Excerpt from a dataset:
────────────────────────────────────────

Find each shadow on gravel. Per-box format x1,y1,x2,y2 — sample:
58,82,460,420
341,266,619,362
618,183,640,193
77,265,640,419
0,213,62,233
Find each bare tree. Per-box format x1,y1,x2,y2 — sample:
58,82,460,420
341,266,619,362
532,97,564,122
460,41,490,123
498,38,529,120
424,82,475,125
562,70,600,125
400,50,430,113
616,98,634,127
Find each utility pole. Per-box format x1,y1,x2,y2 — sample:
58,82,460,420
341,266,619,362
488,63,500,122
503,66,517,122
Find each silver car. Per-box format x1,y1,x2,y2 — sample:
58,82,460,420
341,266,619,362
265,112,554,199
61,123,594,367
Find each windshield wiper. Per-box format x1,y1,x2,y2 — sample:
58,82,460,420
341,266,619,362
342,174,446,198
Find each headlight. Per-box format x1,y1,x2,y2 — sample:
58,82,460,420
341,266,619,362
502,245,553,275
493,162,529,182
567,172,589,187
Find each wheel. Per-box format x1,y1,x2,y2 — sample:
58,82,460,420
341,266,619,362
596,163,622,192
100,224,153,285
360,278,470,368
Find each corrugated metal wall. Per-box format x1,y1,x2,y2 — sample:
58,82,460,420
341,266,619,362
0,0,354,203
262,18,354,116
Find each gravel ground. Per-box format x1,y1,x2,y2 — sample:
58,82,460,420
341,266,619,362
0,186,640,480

────────────────────────────────────────

» Written exercise:
Copy every line of the entries above exactly, with nothing left out or changed.

» Finished exercise:
Find each shadow on gravel. Per-box format x1,y1,x2,y2 — sample:
58,82,460,420
341,266,619,362
618,183,640,193
77,265,640,419
0,213,62,233
Find each bare tree. Per-box format x1,y1,x2,y2 — sample:
58,82,460,420
341,266,619,362
532,97,564,122
460,41,490,123
498,38,529,120
424,82,475,125
562,70,600,125
400,50,430,113
616,98,634,127
Find each utility pole. Per-box format x1,y1,x2,y2 — sample:
58,82,460,420
341,266,619,362
488,63,500,122
503,66,517,122
Find each silver car. Per-box format x1,y1,x2,y2 — sample:
58,82,460,420
341,266,619,362
265,112,554,199
61,123,594,367
Find each windshield wiper. Per-box format x1,y1,x2,y2 — sample:
58,82,460,420
341,266,619,362
342,174,446,198
Find each headlight. Per-box format x1,y1,x2,y2 — sample:
58,82,460,420
341,266,619,362
502,245,553,275
493,162,529,182
567,172,589,187
Find each wheel. Per-box format x1,y1,x2,y2 — sample:
58,82,460,420
341,266,619,362
596,163,622,192
100,224,153,285
360,278,470,368
Find each corrugated metal wall. Per-box format x1,y1,x2,y2 — sample:
58,82,460,420
341,266,619,362
0,0,354,203
262,18,354,116
Find each gravel ground. Per-box format x1,y1,x2,y2 — sample:
58,82,460,420
341,266,619,362
0,186,640,480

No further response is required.